Start of INPUT
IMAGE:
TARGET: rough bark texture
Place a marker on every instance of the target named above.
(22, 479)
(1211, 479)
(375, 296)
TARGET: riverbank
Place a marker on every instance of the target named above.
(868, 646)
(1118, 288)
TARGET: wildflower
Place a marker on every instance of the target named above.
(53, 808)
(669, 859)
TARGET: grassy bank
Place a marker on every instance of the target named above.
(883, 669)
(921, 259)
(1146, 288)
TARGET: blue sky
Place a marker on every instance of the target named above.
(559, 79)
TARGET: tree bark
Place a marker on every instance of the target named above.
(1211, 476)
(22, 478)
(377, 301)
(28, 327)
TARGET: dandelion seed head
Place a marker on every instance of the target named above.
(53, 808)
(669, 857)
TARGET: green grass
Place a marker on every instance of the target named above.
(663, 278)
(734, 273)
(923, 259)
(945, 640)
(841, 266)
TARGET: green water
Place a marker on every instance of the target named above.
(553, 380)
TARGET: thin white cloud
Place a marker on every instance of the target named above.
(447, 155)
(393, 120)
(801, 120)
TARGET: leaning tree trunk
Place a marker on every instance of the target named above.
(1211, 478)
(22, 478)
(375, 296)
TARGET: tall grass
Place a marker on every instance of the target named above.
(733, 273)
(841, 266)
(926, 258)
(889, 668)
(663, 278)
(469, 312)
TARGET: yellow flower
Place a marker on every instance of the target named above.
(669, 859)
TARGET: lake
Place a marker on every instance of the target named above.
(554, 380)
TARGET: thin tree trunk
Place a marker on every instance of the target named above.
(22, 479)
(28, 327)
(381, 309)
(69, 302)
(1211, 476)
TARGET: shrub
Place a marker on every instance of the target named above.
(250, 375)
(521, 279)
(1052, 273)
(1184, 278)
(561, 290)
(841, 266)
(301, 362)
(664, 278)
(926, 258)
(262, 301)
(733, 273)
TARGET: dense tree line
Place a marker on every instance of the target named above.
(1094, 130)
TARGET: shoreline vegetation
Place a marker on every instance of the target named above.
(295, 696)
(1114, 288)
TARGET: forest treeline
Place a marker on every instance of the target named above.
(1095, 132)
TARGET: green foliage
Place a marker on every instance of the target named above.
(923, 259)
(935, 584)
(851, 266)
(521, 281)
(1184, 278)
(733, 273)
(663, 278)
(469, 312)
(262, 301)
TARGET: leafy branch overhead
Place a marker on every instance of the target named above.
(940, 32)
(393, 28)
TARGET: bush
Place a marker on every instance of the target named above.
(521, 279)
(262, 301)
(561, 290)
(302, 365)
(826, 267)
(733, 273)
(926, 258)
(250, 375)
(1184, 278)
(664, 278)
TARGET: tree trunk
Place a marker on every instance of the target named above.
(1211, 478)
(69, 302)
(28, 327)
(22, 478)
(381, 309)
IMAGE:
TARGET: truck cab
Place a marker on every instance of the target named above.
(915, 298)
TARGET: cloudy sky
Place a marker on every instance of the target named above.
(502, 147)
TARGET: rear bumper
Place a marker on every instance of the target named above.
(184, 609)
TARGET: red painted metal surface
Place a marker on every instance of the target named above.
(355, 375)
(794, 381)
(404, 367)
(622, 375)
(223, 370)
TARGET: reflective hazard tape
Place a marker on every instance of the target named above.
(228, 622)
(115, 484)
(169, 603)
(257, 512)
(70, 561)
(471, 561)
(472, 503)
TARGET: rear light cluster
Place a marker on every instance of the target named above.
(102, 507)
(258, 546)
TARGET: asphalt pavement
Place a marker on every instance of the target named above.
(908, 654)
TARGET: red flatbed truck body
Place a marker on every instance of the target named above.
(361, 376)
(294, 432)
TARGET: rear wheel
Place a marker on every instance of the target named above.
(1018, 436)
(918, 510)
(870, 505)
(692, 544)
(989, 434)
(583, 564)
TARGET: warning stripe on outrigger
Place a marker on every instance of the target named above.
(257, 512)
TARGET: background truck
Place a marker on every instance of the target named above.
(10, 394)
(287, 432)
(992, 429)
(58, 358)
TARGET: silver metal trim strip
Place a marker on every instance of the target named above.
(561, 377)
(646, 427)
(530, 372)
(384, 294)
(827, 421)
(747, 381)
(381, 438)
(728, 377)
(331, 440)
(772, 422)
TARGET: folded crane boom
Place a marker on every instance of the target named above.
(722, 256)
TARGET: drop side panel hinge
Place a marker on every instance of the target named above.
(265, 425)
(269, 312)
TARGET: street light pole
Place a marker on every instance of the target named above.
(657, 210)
End of INPUT
Swap "Place a marker on every instance" for "Put a point on each occurrence" throughout the data and rewrite all the lines with nothing else changed.

IMAGE:
TARGET: rough bark texture
Put a point on each occurrence of the target named above.
(22, 479)
(1211, 479)
(375, 296)
TARGET: riverbank
Put a point on each occurrence of the target named above.
(868, 646)
(1118, 288)
TARGET: wildflower
Put a point on each occurrence of the target named above.
(53, 808)
(669, 859)
TARGET: grassy bank
Put a point on each occurrence of the target named above.
(883, 669)
(921, 259)
(1146, 288)
TARGET: blue sky
Put a point on each occurrence of the target named above.
(559, 79)
TARGET: tree bark
Put a point on each occurrence of the target named above.
(1211, 476)
(22, 478)
(377, 301)
(28, 327)
TARGET: dandelion seed head
Put a point on each occurrence of the target named above.
(53, 808)
(669, 857)
TARGET: green grass
Put a point on each occurrence of the target named above.
(663, 278)
(734, 273)
(923, 259)
(945, 640)
(841, 266)
TARGET: green water
Put a point on each occurrence of the target named above.
(553, 380)
TARGET: thin white cloud
Put a point on each occurrence of the target named above.
(447, 155)
(393, 120)
(801, 120)
TARGET: leaning tree trunk
Put a point on each occurrence of the target named above.
(1211, 478)
(22, 478)
(375, 296)
TARGET: tall grass
Put a point on each occurrence of the target named above.
(733, 273)
(841, 266)
(926, 258)
(889, 668)
(663, 278)
(469, 312)
TARGET: yellow flower
Put a point on each occurrence of the target named above.
(669, 859)
TARGET: lake
Put a point on each occurrence of the target named above.
(554, 380)
TARGET: thin tree trunk
Put a point on each occurrence of the target named above.
(22, 479)
(28, 327)
(381, 309)
(69, 302)
(1211, 476)
TARGET: shrub
Put a point on each occurrence of the target named above.
(250, 375)
(521, 279)
(1052, 273)
(1184, 278)
(561, 290)
(841, 266)
(301, 362)
(664, 278)
(926, 258)
(262, 301)
(733, 273)
TARGET: dense tree line
Put a point on each occurrence of the target named above.
(1094, 130)
TARGET: shoreline vegetation
Put a point on each occurrence of the target named above.
(295, 696)
(1114, 288)
TARGET: forest treeline
Put a point on each occurrence of the target named above.
(1095, 132)
TARGET: green foliage
Put a point on each occurrence of the target named above.
(923, 259)
(935, 584)
(851, 266)
(521, 281)
(1184, 278)
(733, 273)
(663, 278)
(469, 312)
(262, 301)
TARGET: leafy branch overhead
Put a point on each occurrence of the target named above.
(940, 32)
(393, 28)
TARGET: bush
Put a point on each occurrence of the target named above.
(521, 279)
(262, 301)
(561, 290)
(302, 365)
(826, 267)
(733, 273)
(926, 258)
(250, 375)
(1184, 278)
(664, 278)
TARGET: tree trunk
Put a point on each occurrence of the target named above.
(1211, 478)
(69, 302)
(28, 327)
(22, 478)
(381, 309)
IMAGE:
TARGET: truck cab
Put a point on each occurrence of the target named above.
(915, 298)
TARGET: cloudy sky
Put a point on each occurrence of the target named above.
(502, 147)
TARGET: rear bumper
Put a point on each occurrence of the target named above.
(184, 609)
TARGET: red painted metal surface
Put a point on each occurrence of the target named above.
(355, 375)
(794, 381)
(404, 367)
(622, 375)
(223, 370)
TARGET: reflective hazard tape
Put a point on each occurrence of the target named above.
(228, 622)
(115, 484)
(169, 603)
(257, 512)
(70, 561)
(471, 561)
(472, 503)
TARGET: rear light cluster
Put a point on each occurrence of the target named above.
(102, 507)
(258, 546)
TARGET: asphalt pavement
Put a point on each occurrence of the target named above.
(908, 654)
TARGET: red flatbed truck body
Put a point on each occurrence of the target named above.
(361, 376)
(294, 432)
TARGET: rear wheel
Put a point on each occurrence of the target named above.
(1018, 436)
(918, 510)
(870, 505)
(692, 544)
(989, 434)
(583, 564)
TARGET: warning stripe on outrigger
Put a point on each occurrence of the target named above.
(257, 512)
TARGET: background truck
Put a point on each occurrence of the target named above.
(10, 394)
(287, 432)
(992, 429)
(58, 358)
TARGET: silver metal trim strip
Put a point on each occurrence of the target named above.
(561, 377)
(646, 427)
(530, 372)
(384, 294)
(827, 421)
(747, 381)
(381, 438)
(728, 377)
(331, 440)
(772, 422)
TARGET: folded crane boom
Put a point on each occurrence of the target named above.
(722, 256)
TARGET: drop side panel hinge
Put a point on each occurrence of the target named above.
(265, 425)
(269, 312)
TARGET: street light pole
Put a point on each occurrence of the target named above.
(657, 210)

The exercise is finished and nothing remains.